### WORK REQUIRED
Retype every entry exactly, down to the last character.

*** RECORDS SUPPLIED

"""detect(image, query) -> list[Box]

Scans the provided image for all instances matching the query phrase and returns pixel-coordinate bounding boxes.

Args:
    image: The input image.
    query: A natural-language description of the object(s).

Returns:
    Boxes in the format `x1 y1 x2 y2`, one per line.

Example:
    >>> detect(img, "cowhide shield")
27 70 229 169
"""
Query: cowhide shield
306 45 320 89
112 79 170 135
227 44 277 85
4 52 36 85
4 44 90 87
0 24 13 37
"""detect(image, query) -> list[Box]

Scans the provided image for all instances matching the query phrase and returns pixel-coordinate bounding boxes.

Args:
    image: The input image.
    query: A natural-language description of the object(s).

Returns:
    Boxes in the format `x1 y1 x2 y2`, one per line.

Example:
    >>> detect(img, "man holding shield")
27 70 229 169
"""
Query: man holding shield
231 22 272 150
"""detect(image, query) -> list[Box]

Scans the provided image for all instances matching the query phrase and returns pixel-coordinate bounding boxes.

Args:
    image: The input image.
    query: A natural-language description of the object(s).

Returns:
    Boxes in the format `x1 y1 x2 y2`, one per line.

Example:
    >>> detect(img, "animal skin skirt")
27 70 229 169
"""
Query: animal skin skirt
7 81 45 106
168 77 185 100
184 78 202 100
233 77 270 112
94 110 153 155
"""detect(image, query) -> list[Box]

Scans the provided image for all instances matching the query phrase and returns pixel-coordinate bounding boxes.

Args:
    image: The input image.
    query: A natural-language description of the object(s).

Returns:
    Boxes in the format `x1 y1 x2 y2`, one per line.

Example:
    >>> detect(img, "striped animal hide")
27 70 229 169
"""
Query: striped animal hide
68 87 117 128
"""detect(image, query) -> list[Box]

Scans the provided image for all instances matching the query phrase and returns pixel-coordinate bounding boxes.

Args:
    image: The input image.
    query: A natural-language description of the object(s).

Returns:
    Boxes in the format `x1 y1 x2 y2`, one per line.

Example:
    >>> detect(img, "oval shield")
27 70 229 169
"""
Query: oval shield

******

### EXERCISE SOLUTION
"""detect(image, query) -> list[Box]

Scans the provided image for all instances matching the query phrase and returns pixel-coordinate bounding boxes.

Args:
    image: The input image.
    query: A natural-language description of the object(s).

Returns:
    Boxes in the format `x1 y1 x2 y2`, one per line.

Example:
    >>> detect(img, "cowhide shield")
27 70 229 169
"""
Query: cowhide shield
306 45 320 89
112 79 170 135
227 44 277 85
4 52 36 85
4 44 90 87
0 24 13 37
"""detect(image, query) -> list[Box]

Scans the provided image for all instances matching the query phrase and returns pixel-coordinate bounding boxes.

Args:
    image: The input image.
    query: A natural-language description of the object(s).

Returns:
    Boxes in the format `x1 y1 x2 y2`, one per line.

Example:
    >>> detect(img, "man holding shield")
27 70 229 169
"""
Query: man holding shield
231 22 272 150
"""detect(image, query) -> list[Box]

Scans the provided image for all instances matching the query phrase and returns pixel-coordinate bounding boxes.

Args:
    image: The input image.
    query: A natural-language description of the object(s).

Returns:
    Boxes in the format `x1 y1 x2 y2`, one per line.

Example:
    >>> detect(img, "animal skin skirt")
27 70 229 169
"""
Query: animal skin skirt
7 81 45 106
168 77 185 100
184 78 202 100
233 77 270 112
94 110 153 155
"""detect(image, query) -> list[Box]

Scans the provided image for all instances matching the query phrase and returns pixel-coordinate bounding boxes.

Args:
    image: The input image.
    query: A natural-language description of the object(s).

Returns:
    Boxes in the format `x1 y1 x2 y2`, one per line.

Example:
    >>> detect(img, "striped animal hide")
27 70 229 169
"""
Query: striped animal hide
68 87 117 128
"""detect(image, query) -> list[Box]

Scans the provided image for all instances matching the query phrase and returns pixel-coordinate bounding boxes.

Args:
    image: The input image.
    query: A natural-language description of the object(s).

Returns:
    Boxes in the format `x1 y1 x2 y2`, one per line.

Example:
    >>> detect(img, "oval shield")
27 70 229 169
"""
Query: oval shield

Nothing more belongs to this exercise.